[Entradas tomadas de una colección]
.....

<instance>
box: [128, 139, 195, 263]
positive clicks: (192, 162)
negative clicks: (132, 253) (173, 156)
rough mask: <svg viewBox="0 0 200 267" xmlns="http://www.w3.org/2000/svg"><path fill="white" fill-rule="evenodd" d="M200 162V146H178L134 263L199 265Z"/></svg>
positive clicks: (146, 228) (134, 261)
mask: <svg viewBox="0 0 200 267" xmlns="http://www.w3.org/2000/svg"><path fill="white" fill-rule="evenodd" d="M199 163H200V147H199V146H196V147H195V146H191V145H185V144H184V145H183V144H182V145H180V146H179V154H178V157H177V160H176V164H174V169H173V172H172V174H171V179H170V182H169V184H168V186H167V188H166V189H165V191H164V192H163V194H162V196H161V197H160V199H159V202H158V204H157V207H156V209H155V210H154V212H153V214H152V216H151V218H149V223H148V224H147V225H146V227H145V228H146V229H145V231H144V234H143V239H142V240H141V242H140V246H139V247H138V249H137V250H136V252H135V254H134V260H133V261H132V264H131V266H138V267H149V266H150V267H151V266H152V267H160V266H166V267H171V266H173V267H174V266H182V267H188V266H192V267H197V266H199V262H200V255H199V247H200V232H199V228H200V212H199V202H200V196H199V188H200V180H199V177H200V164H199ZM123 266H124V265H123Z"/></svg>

.....

> [Qué hay que hacer]:
Cita literalmente el fragmento de los datos de arriba que va desde el comienzo hasta la línea que contiene "rough mask: <svg", incluida esa línea.

> [Solución del ejercicio]:
<instance>
box: [128, 139, 195, 263]
positive clicks: (192, 162)
negative clicks: (132, 253) (173, 156)
rough mask: <svg viewBox="0 0 200 267" xmlns="http://www.w3.org/2000/svg"><path fill="white" fill-rule="evenodd" d="M200 162V146H178L134 263L199 265Z"/></svg>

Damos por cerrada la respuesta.